WHAT IS EXPECTED
Please extract every line of the material below that contains the string "knit", and list those lines in their original order.

(Excerpts from a dataset on pointing at objects)
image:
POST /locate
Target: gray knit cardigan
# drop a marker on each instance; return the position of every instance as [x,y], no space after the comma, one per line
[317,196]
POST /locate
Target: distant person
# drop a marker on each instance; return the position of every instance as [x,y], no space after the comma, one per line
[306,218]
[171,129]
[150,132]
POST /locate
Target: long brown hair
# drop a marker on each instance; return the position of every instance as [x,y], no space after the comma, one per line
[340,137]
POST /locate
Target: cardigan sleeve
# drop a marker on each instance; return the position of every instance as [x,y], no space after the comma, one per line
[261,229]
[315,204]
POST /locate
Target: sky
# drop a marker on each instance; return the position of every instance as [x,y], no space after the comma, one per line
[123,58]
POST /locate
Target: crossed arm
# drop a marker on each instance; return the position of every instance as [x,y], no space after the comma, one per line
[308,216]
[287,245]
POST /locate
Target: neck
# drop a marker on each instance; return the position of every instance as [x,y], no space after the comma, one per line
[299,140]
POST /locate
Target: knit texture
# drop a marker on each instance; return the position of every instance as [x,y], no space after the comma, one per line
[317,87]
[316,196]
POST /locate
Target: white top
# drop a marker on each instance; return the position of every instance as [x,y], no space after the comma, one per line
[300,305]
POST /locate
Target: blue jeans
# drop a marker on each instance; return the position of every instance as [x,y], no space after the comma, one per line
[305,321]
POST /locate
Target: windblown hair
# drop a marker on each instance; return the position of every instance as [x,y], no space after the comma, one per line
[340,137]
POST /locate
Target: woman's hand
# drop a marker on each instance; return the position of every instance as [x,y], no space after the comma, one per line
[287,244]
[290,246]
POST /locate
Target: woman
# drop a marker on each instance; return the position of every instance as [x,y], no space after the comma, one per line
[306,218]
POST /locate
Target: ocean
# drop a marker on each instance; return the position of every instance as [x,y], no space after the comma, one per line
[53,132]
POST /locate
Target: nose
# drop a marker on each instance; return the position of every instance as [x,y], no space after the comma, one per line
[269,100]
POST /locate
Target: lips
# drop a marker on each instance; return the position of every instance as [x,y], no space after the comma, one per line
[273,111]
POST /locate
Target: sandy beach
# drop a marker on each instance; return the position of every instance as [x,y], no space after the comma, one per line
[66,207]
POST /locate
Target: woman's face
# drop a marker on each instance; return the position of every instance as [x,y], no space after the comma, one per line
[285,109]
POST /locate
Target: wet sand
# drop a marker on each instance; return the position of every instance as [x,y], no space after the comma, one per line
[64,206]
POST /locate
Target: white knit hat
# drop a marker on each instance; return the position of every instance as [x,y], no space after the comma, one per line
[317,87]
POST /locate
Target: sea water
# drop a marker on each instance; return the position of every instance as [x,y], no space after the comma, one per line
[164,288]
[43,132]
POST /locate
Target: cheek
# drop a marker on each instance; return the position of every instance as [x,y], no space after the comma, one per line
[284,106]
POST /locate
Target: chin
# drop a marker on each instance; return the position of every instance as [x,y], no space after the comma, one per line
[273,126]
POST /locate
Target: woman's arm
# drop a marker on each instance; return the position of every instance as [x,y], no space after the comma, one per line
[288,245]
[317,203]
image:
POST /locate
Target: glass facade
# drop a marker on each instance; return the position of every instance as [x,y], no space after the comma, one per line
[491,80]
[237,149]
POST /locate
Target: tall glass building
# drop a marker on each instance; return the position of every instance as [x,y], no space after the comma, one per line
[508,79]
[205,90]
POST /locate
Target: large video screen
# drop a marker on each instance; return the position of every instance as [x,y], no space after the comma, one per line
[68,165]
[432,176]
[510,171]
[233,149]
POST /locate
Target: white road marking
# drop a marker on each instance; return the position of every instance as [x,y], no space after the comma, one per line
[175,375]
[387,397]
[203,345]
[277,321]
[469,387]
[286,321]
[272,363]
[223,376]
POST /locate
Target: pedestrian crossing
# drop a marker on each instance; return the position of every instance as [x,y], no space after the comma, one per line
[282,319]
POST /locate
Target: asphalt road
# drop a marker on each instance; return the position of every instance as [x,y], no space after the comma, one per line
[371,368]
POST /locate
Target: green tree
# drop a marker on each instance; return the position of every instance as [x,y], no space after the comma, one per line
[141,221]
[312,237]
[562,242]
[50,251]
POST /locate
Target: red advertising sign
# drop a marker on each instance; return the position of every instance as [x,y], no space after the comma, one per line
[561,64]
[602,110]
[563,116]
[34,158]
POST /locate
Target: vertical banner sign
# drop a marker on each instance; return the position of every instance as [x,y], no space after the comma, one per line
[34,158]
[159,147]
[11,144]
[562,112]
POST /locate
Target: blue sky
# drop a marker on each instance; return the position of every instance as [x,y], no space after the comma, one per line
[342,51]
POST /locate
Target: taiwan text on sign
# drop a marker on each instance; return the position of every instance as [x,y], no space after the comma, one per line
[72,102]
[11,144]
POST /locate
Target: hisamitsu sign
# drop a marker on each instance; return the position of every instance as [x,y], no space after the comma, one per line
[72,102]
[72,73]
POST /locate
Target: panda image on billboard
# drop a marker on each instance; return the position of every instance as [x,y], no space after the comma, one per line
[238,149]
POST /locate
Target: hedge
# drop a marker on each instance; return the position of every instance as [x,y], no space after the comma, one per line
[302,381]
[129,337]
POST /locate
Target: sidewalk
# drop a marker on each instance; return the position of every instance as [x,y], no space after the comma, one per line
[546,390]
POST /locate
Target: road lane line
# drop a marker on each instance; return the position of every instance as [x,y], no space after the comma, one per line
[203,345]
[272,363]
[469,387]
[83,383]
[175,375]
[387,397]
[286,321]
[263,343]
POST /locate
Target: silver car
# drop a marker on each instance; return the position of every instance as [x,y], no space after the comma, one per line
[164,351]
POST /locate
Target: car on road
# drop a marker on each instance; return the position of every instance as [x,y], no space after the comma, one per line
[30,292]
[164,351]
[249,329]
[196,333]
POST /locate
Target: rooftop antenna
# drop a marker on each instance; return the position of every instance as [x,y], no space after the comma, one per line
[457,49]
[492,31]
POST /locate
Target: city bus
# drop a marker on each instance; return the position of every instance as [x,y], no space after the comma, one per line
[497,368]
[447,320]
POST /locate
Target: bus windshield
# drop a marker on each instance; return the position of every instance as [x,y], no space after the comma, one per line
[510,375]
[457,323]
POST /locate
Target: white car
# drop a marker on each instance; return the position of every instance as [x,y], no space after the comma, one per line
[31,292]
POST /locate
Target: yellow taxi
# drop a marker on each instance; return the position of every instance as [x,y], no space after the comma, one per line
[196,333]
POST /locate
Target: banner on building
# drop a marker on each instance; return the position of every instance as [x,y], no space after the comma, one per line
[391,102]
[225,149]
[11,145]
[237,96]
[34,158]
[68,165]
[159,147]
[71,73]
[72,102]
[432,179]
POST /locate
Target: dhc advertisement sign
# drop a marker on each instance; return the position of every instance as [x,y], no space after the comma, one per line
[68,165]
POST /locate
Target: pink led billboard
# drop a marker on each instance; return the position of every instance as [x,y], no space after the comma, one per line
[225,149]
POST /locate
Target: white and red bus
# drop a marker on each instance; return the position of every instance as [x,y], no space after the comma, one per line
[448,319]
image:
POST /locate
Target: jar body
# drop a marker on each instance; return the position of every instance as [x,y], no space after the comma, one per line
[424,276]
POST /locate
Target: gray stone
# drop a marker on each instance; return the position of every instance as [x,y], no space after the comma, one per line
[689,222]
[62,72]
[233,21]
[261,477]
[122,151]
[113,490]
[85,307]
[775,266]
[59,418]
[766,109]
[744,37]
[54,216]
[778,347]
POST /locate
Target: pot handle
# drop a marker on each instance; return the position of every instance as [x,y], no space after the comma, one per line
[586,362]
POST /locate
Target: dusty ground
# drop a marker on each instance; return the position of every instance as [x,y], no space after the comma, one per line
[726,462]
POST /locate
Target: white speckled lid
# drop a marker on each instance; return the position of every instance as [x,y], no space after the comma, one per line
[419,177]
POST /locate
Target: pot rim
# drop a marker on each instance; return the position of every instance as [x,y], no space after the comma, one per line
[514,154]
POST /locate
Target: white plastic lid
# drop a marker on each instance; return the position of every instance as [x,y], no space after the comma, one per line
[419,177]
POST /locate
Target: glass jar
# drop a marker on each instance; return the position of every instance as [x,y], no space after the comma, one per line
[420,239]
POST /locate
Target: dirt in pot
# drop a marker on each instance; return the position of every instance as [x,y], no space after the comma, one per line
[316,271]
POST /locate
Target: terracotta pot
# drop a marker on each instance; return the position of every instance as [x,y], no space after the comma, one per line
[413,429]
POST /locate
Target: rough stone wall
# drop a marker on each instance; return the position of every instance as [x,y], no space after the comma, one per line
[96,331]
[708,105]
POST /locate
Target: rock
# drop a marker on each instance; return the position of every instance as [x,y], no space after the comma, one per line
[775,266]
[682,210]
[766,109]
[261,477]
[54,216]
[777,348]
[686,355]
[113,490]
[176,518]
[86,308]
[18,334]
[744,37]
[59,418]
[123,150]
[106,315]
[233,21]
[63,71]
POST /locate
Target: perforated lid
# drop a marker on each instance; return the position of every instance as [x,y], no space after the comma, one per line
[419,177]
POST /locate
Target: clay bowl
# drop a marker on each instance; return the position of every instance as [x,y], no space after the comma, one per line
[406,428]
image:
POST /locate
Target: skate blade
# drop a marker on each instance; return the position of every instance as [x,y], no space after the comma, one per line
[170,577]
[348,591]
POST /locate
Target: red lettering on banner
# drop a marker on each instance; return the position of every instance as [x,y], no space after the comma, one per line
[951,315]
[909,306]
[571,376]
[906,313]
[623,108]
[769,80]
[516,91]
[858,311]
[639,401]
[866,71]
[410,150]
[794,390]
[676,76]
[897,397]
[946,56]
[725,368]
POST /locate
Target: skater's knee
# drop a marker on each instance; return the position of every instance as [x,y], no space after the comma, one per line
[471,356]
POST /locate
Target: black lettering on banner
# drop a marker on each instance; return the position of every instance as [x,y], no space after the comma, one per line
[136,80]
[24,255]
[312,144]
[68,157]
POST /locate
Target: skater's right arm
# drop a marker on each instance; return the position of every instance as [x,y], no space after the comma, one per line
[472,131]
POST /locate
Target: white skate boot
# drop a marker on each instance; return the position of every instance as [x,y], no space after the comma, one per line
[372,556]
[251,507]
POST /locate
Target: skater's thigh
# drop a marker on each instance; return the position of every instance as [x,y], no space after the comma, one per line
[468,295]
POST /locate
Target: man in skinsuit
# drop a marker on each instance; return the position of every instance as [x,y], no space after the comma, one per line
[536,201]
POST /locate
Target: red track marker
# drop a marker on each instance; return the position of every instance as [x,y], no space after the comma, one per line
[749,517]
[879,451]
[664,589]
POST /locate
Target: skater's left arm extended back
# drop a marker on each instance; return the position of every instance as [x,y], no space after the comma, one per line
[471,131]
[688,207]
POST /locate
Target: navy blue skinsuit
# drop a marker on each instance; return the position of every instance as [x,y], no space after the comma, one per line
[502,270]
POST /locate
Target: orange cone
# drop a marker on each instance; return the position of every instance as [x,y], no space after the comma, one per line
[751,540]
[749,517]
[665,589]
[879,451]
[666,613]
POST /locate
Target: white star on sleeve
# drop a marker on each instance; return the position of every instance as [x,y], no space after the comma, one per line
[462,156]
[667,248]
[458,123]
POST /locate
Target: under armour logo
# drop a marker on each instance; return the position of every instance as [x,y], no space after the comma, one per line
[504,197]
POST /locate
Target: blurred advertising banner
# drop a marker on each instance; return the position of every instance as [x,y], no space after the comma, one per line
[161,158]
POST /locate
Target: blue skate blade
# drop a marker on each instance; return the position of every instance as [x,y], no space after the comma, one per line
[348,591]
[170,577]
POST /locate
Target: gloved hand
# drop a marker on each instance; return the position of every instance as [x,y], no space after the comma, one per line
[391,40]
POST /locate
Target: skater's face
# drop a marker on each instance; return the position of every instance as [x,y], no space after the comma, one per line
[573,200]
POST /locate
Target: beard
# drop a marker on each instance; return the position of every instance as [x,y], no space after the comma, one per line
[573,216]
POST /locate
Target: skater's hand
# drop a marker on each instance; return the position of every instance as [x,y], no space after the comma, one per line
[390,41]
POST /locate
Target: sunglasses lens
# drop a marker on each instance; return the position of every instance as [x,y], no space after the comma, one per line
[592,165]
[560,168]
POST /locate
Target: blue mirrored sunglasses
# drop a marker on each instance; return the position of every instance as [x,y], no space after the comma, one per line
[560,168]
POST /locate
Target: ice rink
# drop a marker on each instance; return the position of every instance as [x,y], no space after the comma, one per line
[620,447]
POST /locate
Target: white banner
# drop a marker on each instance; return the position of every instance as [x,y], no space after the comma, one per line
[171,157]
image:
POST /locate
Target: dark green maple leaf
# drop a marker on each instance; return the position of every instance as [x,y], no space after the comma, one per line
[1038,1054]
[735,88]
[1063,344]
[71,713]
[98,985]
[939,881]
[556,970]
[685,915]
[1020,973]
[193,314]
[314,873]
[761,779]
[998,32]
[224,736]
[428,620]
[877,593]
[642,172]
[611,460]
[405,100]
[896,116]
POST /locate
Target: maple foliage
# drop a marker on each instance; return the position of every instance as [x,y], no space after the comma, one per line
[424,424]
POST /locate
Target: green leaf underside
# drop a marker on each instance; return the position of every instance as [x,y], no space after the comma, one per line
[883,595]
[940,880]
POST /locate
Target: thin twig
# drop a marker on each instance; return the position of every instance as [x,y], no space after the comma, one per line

SOLUTION
Target: gray knit cardigan
Target: knit texture
Target: white knit hat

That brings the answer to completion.